Saved entries:
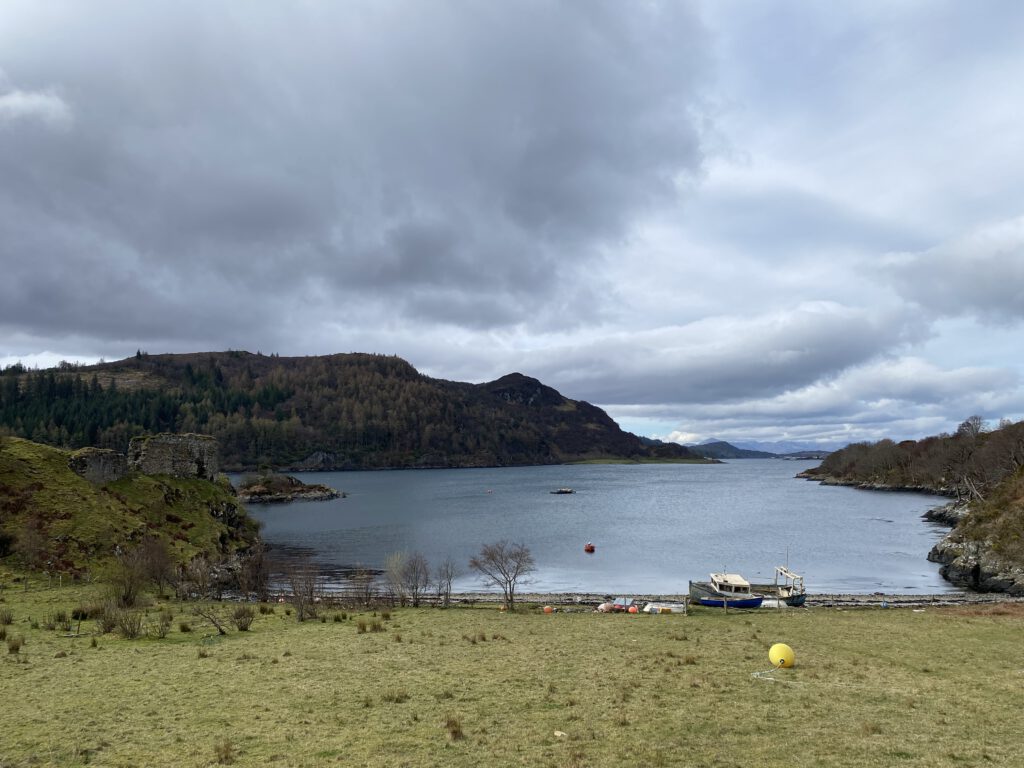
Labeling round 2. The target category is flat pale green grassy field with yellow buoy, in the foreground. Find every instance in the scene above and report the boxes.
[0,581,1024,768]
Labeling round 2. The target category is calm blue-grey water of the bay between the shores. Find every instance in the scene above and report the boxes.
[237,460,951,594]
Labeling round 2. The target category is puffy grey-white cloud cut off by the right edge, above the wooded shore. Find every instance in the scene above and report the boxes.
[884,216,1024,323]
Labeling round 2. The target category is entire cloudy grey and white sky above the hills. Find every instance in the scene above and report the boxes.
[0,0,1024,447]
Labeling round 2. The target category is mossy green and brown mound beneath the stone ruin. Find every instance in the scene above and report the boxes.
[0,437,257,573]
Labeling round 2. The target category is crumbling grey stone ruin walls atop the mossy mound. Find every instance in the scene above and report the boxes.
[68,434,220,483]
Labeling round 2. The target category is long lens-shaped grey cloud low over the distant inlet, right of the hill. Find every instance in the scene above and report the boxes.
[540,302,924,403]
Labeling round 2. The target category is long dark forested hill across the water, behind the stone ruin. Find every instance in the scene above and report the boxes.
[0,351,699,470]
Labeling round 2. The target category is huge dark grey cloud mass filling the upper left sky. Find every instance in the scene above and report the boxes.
---
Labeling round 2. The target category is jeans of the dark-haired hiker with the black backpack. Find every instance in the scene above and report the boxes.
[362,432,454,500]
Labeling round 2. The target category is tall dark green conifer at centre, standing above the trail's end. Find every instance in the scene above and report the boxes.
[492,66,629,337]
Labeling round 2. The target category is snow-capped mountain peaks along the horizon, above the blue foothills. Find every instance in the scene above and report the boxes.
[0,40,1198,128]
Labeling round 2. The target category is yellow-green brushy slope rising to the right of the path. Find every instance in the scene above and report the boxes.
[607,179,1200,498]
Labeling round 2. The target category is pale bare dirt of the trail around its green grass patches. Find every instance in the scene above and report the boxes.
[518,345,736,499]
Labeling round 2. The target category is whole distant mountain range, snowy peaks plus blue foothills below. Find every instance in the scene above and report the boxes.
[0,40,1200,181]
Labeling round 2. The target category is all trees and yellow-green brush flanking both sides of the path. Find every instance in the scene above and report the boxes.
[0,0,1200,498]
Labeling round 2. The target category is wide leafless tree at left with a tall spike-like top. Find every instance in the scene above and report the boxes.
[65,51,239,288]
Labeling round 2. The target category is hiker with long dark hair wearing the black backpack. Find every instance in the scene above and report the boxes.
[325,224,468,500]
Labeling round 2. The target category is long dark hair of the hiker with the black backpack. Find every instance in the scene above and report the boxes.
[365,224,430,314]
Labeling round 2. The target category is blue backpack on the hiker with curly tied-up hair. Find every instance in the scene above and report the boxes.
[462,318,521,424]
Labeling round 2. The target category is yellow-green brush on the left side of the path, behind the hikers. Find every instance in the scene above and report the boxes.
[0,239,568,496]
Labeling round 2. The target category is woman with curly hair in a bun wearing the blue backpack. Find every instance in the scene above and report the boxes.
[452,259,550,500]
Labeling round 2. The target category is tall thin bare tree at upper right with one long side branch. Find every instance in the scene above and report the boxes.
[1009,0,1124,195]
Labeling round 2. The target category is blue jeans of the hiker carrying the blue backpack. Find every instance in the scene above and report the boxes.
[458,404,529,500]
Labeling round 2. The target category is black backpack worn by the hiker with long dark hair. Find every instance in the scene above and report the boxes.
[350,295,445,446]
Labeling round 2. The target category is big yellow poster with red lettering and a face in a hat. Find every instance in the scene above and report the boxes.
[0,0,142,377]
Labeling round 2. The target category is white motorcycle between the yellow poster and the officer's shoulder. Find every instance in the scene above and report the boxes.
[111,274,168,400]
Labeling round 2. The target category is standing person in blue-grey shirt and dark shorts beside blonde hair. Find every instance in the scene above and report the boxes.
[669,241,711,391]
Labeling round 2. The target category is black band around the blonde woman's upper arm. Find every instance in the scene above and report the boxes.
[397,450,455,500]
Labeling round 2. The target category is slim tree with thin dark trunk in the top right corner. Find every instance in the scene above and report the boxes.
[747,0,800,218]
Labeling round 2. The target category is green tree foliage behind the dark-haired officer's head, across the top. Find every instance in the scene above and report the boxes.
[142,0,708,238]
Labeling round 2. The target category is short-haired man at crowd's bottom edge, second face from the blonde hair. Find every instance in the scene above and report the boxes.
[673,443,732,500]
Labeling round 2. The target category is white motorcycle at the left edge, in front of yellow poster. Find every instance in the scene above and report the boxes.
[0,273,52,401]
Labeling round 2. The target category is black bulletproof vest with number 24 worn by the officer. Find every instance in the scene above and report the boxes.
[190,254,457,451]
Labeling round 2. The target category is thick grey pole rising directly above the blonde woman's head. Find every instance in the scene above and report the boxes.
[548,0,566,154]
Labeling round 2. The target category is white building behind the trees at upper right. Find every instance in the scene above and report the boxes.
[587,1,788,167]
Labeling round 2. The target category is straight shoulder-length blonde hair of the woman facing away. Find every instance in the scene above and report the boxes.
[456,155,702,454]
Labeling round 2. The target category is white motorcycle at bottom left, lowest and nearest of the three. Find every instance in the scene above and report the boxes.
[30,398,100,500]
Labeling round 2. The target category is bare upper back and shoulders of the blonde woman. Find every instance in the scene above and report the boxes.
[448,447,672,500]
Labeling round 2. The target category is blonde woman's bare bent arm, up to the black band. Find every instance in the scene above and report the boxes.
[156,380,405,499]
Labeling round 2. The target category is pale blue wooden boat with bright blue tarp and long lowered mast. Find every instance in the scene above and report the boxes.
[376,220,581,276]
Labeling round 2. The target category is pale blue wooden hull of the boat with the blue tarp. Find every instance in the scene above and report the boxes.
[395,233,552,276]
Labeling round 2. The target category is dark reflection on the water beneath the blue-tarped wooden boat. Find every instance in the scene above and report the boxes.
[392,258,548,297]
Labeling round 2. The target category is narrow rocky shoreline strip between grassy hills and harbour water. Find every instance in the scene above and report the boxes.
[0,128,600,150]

_WORK REQUIRED_:
From the records above, quote only the lines running from the line with "Labeling round 2. The target category is long lens-shaped" to the line with "Labeling round 2. The target category is huge", both lines included.

_TASK ANSWER_:
Labeling round 2. The target category is long lens-shaped grey cloud low over the distant inlet, right of the hill. Find every instance in the scene above and report the boxes.
[540,302,924,403]
Labeling round 2. The target category is long dark forested hill across the water, behind the stone ruin. Find every instance in the scene above and report the boxes.
[0,351,699,470]
Labeling round 2. The target category is huge dark grey cloud mass filling the upper left sky. Find every instance in the scene above and report the boxes.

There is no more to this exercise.